==== TEXTO MOSTRADO ====
Miércoles, 24 de agosto de 2016 | Hoy
Por Evelyn Arach
Calle Olof Palme va quedando desierta, la corta avenida que albergó a diez mil quinientos atletas de todo el mundo con sus preparadores físicos, entrenadores y médicos ya no despierta con el trajinar incesante de las delegaciones. Ya no existe casi el murmullo poliglota de los chinos acomodando su valijas y los holandeses riendo y sacando fotos y los yankies llegando con un despliegue de equipaje apabullante. Tampoco deambulan por aquí los paparazzis y camarógrafos, los extraños con sonrisa de niños que intercambian pins de olimpíadas anteriores, ni los soldados erguidos con sus ametralladoras apuntando a todos.
==== LISTADO MOSTRADO ====
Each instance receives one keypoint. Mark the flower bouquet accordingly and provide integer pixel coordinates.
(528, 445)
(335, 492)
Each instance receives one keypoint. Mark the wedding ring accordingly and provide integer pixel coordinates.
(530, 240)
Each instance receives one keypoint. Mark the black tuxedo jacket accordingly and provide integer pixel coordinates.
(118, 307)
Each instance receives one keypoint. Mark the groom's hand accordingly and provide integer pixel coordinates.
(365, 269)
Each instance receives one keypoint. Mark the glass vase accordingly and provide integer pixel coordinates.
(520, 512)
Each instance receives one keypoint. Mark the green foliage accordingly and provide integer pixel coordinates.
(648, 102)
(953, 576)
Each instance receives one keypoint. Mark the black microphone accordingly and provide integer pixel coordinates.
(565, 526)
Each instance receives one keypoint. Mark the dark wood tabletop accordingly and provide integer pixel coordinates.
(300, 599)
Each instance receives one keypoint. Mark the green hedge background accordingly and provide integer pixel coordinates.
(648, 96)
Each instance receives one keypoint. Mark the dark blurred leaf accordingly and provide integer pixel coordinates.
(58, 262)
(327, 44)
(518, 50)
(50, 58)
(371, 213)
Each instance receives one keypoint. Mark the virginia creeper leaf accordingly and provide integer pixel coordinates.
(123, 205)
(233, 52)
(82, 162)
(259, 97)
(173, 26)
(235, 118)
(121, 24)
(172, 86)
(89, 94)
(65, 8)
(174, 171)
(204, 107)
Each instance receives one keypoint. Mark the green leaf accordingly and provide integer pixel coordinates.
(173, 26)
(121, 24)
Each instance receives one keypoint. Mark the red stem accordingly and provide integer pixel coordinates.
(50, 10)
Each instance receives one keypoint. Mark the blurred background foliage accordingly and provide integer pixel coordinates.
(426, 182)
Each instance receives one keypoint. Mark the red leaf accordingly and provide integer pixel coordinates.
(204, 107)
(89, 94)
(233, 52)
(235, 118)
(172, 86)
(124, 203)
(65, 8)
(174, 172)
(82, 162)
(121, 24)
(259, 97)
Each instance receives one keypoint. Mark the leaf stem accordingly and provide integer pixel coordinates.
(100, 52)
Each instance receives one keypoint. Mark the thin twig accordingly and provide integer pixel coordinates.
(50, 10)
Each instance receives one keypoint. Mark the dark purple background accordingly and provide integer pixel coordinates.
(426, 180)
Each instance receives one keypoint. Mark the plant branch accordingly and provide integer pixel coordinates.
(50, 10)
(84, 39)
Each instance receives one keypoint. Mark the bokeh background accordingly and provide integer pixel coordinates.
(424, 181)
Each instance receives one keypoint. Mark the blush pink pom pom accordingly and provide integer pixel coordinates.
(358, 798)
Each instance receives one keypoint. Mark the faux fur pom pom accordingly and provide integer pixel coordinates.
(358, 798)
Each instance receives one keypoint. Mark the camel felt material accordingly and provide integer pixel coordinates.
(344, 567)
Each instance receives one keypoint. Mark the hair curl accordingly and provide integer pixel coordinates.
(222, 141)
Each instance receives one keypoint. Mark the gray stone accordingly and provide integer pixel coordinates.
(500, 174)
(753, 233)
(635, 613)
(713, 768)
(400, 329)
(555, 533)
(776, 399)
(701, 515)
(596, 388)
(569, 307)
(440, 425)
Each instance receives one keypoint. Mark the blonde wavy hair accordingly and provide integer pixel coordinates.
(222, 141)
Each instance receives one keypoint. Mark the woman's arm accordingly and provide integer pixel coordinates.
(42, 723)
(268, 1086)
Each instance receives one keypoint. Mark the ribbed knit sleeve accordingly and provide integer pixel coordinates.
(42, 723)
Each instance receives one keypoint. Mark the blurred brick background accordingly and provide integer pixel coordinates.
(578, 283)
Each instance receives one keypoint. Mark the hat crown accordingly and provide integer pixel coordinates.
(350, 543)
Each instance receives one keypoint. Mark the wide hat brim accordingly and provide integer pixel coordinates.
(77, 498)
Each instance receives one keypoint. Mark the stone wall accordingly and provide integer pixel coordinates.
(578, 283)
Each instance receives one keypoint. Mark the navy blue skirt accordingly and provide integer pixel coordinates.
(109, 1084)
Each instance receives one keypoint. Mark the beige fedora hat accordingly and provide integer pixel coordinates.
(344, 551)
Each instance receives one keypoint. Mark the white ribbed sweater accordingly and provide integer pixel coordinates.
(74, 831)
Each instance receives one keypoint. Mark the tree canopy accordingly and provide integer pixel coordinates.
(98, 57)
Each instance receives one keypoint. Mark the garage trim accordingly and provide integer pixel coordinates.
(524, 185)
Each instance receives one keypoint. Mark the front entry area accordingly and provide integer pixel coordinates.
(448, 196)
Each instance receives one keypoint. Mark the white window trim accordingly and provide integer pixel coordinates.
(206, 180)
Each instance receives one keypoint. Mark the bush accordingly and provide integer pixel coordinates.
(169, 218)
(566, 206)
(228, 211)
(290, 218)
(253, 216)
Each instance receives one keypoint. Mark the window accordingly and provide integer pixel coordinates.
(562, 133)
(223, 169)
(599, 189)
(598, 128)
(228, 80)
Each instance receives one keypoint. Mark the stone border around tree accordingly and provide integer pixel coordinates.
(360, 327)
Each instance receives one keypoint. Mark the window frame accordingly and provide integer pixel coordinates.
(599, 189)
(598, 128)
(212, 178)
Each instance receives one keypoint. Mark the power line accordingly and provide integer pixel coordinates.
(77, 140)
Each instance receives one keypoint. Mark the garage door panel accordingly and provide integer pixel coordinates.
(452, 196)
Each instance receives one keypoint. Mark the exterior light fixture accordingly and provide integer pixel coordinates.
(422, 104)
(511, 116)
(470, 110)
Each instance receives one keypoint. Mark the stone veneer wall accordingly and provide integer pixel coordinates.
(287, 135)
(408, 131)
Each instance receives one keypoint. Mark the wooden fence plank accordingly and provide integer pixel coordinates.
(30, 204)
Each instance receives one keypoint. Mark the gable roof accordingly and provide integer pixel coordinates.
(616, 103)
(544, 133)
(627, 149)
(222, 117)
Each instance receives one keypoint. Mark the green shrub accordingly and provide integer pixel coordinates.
====
_TAREA ASIGNADA_
Reproduce literalmente el fragmento de la crónica sobre la calle Olof Palme que empieza con "Miércoles, 24 de" y sigue hasta "apuntando a todos.".

_ESPACIO DE RESPUESTA_
Miércoles, 24 de agosto de 2016 | Hoy
Por Evelyn Arach
Calle Olof Palme va quedando desierta, la corta avenida que albergó a diez mil quinientos atletas de todo el mundo con sus preparadores físicos, entrenadores y médicos ya no despierta con el trajinar incesante de las delegaciones. Ya no existe casi el murmullo poliglota de los chinos acomodando su valijas y los holandeses riendo y sacando fotos y los yankies llegando con un despliegue de equipaje apabullante. Tampoco deambulan por aquí los paparazzis y camarógrafos, los extraños con sonrisa de niños que intercambian pins de olimpíadas anteriores, ni los soldados erguidos con sus ametralladoras apuntando a todos.